#### WORK TO BE COMPLETED
Go through the material underneath and show every line where the string "white" occurs.
***
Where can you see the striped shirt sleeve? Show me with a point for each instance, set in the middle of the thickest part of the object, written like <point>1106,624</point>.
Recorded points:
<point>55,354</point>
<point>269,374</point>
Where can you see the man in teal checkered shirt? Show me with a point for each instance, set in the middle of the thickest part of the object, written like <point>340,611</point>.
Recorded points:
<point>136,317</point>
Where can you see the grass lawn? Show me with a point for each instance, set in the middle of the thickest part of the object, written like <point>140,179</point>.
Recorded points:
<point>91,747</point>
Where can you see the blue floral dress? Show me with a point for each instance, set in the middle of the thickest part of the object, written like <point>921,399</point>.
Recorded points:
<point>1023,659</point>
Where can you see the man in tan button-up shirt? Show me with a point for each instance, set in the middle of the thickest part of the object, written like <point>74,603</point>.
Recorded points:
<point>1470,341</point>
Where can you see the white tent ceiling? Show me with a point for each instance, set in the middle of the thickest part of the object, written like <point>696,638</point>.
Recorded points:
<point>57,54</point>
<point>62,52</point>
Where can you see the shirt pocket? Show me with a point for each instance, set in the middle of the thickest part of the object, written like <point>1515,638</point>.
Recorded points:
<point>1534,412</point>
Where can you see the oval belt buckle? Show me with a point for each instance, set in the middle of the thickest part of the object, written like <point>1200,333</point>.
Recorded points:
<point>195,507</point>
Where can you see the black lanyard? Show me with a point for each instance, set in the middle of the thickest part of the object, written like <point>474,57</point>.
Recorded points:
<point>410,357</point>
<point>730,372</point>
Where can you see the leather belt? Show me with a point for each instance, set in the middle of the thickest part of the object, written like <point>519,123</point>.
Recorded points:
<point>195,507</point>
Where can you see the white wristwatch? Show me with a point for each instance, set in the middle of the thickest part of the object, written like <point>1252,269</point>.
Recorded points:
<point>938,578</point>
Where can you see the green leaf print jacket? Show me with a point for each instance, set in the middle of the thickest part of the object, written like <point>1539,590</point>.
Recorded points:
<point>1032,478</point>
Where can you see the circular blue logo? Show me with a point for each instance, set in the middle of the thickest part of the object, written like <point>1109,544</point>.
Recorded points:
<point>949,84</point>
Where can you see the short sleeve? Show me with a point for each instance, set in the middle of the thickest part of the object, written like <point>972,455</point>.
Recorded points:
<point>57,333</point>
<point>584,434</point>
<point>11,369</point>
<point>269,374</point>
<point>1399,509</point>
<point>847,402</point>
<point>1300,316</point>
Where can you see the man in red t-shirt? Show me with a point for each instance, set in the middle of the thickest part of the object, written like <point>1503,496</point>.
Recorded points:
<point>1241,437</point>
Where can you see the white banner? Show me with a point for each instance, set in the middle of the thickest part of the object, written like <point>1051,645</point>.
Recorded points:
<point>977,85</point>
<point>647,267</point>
***
#### SOLUTION TO THIS EXERCISE
Where can you see the white tent ceiling? Show me with a point for each instance, set in the middle of the thickest part of the object, written like <point>696,638</point>.
Where can you see the white wristwatch? Show me with a point for each instance, set in the middle of the thickest part of the object, written like <point>1252,269</point>.
Where can you see the white banner? Show me with a point for each instance, set in the middle of the thickest part of the object, written like <point>1051,645</point>.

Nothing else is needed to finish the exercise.